* Task directions *
Repeat the material below exactly, line for line.

Point-based annotation data:

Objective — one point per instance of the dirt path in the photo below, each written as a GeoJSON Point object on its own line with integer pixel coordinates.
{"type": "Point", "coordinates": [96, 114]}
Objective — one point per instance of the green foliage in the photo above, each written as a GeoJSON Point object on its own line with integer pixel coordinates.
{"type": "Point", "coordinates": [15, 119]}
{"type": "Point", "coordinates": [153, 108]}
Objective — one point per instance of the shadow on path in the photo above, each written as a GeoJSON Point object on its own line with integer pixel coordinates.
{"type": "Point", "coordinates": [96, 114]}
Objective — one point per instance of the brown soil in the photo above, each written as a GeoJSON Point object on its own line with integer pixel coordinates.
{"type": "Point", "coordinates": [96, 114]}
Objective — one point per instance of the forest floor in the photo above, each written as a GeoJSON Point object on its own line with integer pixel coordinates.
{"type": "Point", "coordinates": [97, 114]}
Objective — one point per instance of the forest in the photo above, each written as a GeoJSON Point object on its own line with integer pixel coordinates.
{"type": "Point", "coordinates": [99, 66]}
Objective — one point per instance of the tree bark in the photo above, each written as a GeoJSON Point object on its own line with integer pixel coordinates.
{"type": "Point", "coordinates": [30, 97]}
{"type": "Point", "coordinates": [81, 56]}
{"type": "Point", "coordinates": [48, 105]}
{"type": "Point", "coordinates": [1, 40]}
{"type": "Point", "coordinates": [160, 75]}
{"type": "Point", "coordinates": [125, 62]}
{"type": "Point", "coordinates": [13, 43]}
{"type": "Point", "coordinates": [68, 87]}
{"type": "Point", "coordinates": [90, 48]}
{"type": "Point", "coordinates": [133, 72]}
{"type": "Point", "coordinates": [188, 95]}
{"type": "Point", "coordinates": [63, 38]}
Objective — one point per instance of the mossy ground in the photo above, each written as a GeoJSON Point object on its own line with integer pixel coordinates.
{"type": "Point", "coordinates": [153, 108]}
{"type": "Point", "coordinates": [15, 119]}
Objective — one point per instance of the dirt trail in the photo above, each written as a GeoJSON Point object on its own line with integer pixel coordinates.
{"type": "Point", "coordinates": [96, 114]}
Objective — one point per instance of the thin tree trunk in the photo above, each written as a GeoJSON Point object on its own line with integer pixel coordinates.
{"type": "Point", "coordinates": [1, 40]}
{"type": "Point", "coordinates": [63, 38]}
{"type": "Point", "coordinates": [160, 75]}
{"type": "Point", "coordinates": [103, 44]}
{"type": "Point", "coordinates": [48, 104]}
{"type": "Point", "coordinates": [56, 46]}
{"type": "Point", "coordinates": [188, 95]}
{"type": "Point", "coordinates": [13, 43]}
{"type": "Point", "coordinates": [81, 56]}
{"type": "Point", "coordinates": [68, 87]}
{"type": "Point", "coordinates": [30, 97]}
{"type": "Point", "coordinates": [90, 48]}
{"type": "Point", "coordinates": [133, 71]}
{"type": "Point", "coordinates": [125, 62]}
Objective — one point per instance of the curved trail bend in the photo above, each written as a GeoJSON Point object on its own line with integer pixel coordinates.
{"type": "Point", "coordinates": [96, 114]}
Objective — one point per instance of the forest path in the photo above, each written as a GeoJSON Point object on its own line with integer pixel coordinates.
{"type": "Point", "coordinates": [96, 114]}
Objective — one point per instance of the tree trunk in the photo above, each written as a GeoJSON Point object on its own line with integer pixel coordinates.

* Answer to the task *
Objective — one point per instance of the dirt path in the photo below, each written as a GeoJSON Point object on its own line with integer pixel coordinates.
{"type": "Point", "coordinates": [96, 114]}
Objective — one point per instance of the green foliage in the photo above, each written as a GeoJSON Point object on its own line with integer pixel coordinates.
{"type": "Point", "coordinates": [15, 119]}
{"type": "Point", "coordinates": [153, 108]}
Objective — one point per instance of the shadow on path in the photo above, each written as a GeoJSON Point object on its own line with integer pixel coordinates.
{"type": "Point", "coordinates": [96, 114]}
Objective — one point per instance of the brown soil in the photo above, each written as a GeoJSON Point object on its own line with integer pixel coordinates.
{"type": "Point", "coordinates": [96, 114]}
Objective — one point per instance of the forest floor in the photo above, each written as a GeoJSON Point object on its own line with integer pixel coordinates.
{"type": "Point", "coordinates": [97, 114]}
Objective — one point per instance of the forest in the photo above, each written as a GeoJSON Point object on its own line with integer pixel coordinates.
{"type": "Point", "coordinates": [99, 66]}
Objective — one point per instance of the tree bark in the photo above, each written as a GeoJSON Point object on its own line with integer pixel coordinates.
{"type": "Point", "coordinates": [30, 97]}
{"type": "Point", "coordinates": [81, 56]}
{"type": "Point", "coordinates": [48, 105]}
{"type": "Point", "coordinates": [1, 40]}
{"type": "Point", "coordinates": [160, 75]}
{"type": "Point", "coordinates": [125, 62]}
{"type": "Point", "coordinates": [13, 43]}
{"type": "Point", "coordinates": [68, 87]}
{"type": "Point", "coordinates": [90, 48]}
{"type": "Point", "coordinates": [133, 72]}
{"type": "Point", "coordinates": [188, 95]}
{"type": "Point", "coordinates": [63, 38]}
Objective — one point per instance of the mossy ground in the photo above, each written as a GeoJSON Point object on its own line with integer pixel coordinates.
{"type": "Point", "coordinates": [153, 108]}
{"type": "Point", "coordinates": [15, 119]}
Objective — one point per instance of the dirt trail in the photo above, each written as a GeoJSON Point object on its own line with integer pixel coordinates.
{"type": "Point", "coordinates": [96, 114]}
Objective — one point per instance of the thin tree trunk in the photo above, each written as a GeoJSON Point object on its own line with integer pixel coordinates.
{"type": "Point", "coordinates": [1, 40]}
{"type": "Point", "coordinates": [63, 38]}
{"type": "Point", "coordinates": [160, 75]}
{"type": "Point", "coordinates": [103, 44]}
{"type": "Point", "coordinates": [48, 104]}
{"type": "Point", "coordinates": [56, 46]}
{"type": "Point", "coordinates": [188, 95]}
{"type": "Point", "coordinates": [13, 43]}
{"type": "Point", "coordinates": [81, 56]}
{"type": "Point", "coordinates": [68, 87]}
{"type": "Point", "coordinates": [30, 97]}
{"type": "Point", "coordinates": [90, 48]}
{"type": "Point", "coordinates": [133, 71]}
{"type": "Point", "coordinates": [125, 62]}
Objective — one point per instance of the curved trail bend in the photo above, each written as a GeoJSON Point object on its own line with integer pixel coordinates.
{"type": "Point", "coordinates": [96, 114]}
Objective — one point per instance of the forest path in the photo above, each written as a GeoJSON Point object on its own line with integer pixel coordinates.
{"type": "Point", "coordinates": [96, 114]}
Objective — one point per instance of the tree trunk in the photo above, each written as a GeoJSON Point object on its own line with integer pixel coordinates.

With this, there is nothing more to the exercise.